__Задание 1__
Пожалуйста, перепишите без изменений строки записей от строки с «Expected: one point per instance of the white kei» до строки с «x=205 y=250» включительно. Картинки в ответ не включайте.

__Цитируемый текст__
■ ■ ■ ■ ■
Тяжелый это был переход.
— Выход из Финского залива — шторм. Несколько кораблей отправляется в Ревель на ремонт.
— Южная Балтика. Встречный ветер. Триста больных. Пятьдесят покойников.
— На риф наскочил пинк «Лапоминг». Разломился. Императрица взывала к Спиридову: «Прошу Вас… соберите силы душевные и не допускайте до посрамления перед целым светом. Вся Европа на Вас и на Вашу экспедицию смотрит».
— Северное море. Шторм. Семьсот больных.
— Англия. Встали на ремонт у порта Гуль. Свезли на берег двести больных и пятьдесят умерших. Посол передает требование императрицы — не мешкая, идти дальше.
— Бискайский залив. Шторм. Два корабля возвращаются для ремонта в Англию.
— Остров Минорка. Порт Магон. 18 ноября туда прибыл всего лишь один флагманский корабль «Евстафий». Соберутся ли другие?
Тяжело, трудно, с потерями (332 умерших, 313 больных), но и неожиданно для своих врагов стянулись в декабре 1769 года корабли в единую эскадру. В Средиземном море появилась хоть и понесшая урон, но с возросшей боеспособностью, окрепшая морским опытом русская эскадра.
Многое потеряли до этого на экономии в русском флоте, на отсутствии заботы о моряке, на боязни дальних переходов, но один этот поход и восполнил же многое. Недаром во время перехода эскадры Екатерина II писала Алексею Орлову: «Ничто на свете нашему флоту добра не сделает, как сей поход, все закоснелое и гнилое наружу выходит, и он будет со временем круглехонько обточен».
■ ■ ■ ■ ■
__Задание 2__
Переведите на английский язык предложение из текста о походе эскадры: «В Средиземном море появилась хоть и понесшая урон, но с возросшей боеспособностью, окрепшая морским опытом русская эскадра».

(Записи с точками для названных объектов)
■ ■ ■ ■ ■
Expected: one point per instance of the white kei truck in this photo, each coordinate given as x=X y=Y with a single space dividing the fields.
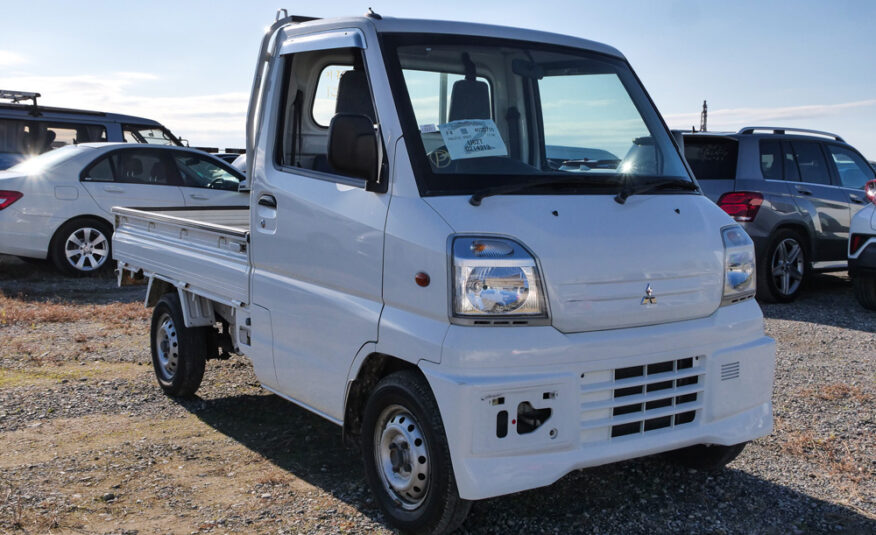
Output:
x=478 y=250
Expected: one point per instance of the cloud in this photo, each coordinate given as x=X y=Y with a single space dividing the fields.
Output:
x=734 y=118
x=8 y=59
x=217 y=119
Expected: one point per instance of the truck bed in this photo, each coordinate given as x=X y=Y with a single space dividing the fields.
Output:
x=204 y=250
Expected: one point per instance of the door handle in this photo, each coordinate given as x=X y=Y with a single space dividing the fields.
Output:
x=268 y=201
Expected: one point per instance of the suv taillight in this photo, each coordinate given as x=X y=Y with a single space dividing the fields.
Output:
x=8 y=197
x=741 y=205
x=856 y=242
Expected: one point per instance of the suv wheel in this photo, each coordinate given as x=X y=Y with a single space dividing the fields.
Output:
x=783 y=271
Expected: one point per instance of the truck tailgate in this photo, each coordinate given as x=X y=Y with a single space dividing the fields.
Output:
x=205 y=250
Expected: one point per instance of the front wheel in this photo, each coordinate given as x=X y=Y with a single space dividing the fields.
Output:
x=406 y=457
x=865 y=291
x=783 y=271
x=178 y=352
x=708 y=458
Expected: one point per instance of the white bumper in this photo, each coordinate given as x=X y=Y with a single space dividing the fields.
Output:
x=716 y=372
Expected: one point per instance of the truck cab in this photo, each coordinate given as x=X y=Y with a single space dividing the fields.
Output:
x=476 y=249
■ ■ ■ ■ ■
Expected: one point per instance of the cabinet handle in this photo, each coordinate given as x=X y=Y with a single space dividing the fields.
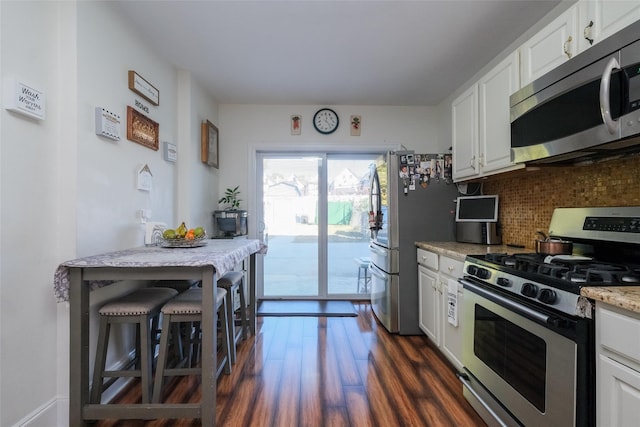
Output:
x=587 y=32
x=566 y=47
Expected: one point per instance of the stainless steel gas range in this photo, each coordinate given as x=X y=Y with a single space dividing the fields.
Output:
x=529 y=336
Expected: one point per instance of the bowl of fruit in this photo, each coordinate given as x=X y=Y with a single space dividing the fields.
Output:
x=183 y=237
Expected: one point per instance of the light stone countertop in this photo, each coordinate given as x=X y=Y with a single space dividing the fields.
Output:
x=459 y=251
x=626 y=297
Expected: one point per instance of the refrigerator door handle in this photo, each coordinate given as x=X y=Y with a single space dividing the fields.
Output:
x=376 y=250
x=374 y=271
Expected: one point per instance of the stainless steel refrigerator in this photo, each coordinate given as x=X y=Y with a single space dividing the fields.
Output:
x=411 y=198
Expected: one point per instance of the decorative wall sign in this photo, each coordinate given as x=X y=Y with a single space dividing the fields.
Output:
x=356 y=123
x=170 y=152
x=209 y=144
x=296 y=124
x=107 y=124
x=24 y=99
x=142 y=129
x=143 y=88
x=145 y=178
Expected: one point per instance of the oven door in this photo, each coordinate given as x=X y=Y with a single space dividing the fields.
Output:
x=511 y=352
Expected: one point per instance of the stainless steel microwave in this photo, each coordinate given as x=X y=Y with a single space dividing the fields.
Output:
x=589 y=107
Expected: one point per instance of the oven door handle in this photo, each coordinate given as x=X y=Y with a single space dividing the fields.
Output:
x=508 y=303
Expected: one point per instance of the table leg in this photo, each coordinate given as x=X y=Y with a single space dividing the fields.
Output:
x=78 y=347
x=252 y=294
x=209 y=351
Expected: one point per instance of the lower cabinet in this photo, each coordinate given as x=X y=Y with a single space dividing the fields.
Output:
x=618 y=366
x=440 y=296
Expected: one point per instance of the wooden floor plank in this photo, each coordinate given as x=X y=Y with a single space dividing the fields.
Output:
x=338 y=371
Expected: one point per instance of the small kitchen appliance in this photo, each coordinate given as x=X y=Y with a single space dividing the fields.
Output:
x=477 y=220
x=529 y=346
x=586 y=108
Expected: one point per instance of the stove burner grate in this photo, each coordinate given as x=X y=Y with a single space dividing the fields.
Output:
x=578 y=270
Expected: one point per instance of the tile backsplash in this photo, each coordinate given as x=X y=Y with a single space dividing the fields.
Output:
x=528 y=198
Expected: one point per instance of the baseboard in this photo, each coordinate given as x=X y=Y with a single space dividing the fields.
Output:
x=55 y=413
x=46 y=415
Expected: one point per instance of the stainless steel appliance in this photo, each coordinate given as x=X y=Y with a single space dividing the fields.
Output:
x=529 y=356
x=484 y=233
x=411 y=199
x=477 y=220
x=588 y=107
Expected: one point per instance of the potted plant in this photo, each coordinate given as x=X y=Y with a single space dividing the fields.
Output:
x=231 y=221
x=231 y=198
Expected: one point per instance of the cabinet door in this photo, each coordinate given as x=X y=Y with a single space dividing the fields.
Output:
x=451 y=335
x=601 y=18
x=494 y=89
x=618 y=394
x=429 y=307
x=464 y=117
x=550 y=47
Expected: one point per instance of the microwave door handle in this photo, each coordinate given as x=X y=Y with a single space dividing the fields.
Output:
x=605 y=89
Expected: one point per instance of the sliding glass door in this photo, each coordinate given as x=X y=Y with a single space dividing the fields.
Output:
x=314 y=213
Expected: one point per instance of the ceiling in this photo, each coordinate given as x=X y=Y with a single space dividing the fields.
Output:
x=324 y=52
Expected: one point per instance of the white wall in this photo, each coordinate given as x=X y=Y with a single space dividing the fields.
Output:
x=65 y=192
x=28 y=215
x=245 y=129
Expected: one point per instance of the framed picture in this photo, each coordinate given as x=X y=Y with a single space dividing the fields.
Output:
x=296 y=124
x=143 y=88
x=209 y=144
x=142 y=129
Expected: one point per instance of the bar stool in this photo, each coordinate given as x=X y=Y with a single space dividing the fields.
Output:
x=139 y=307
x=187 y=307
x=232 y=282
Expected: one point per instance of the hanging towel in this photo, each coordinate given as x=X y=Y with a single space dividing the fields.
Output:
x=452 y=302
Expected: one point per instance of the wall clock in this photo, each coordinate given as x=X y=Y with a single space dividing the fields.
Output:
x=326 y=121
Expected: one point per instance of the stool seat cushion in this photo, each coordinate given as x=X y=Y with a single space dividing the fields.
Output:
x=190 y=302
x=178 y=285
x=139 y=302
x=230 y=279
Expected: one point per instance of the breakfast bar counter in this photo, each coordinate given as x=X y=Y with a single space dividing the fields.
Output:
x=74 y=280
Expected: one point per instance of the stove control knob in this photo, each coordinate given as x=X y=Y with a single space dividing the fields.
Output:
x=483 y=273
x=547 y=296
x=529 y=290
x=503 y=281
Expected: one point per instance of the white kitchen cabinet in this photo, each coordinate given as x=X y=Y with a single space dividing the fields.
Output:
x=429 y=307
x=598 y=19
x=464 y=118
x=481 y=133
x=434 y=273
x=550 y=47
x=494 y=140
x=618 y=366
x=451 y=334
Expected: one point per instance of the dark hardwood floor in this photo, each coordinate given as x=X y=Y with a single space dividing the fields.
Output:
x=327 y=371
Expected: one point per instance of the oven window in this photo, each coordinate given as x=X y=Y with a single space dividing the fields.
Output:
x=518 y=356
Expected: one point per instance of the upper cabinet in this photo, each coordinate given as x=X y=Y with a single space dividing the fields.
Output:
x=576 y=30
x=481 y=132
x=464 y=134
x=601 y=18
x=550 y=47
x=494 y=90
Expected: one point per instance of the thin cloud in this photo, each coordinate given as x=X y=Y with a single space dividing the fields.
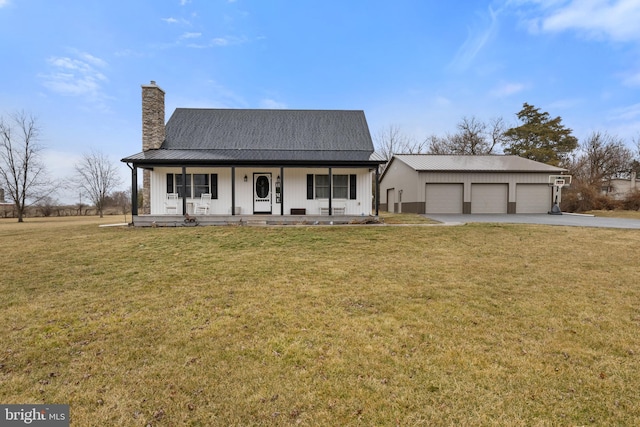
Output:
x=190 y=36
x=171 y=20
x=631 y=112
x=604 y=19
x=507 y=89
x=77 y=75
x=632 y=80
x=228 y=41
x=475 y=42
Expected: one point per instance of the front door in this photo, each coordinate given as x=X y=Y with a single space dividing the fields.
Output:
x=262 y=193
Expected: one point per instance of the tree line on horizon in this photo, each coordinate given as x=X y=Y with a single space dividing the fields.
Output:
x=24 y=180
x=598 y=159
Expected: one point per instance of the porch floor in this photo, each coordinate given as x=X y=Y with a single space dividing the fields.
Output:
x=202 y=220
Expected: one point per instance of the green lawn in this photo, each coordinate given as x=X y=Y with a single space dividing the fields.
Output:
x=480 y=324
■ ■ ■ ■ ■
__Результат задания 1__
Expected: one point per instance of the white kei truck in this photo, each coordinate given as x=X y=Y with a single space dividing the fields.
Output:
x=478 y=250
Expected: one point per instance of the cloud in this photo, each coordinate given as x=X y=Y with a single space dividing the fields.
Output:
x=734 y=118
x=8 y=59
x=217 y=119
Expected: one point per instance of the truck bed in this photo, each coordinate given as x=X y=Y with a single space dividing the fields.
Output:
x=204 y=250
Expected: one point per instance of the door handle in this photo, each coordinate given as x=X y=Y with a single space dividing the fields.
Output:
x=268 y=201
Expected: one point per instance of the suv taillight in this photo, each coordinate given as x=X y=Y with a single space dividing the fields.
Output:
x=8 y=197
x=741 y=205
x=856 y=242
Expected: one point per instance of the suv wheel in this photo, each coordinate given as x=X y=Y with a single space dividing the fields.
Output:
x=783 y=271
Expected: one point per instance of the truck tailgate in this photo, each coordinate given as x=X y=Y with a single space dividing the fields.
Output:
x=205 y=250

__Результат задания 2__
In the Mediterranean Sea there appeared a Russian squadron that, though it had suffered losses, had grown in combat readiness and been strengthened by seafaring experience.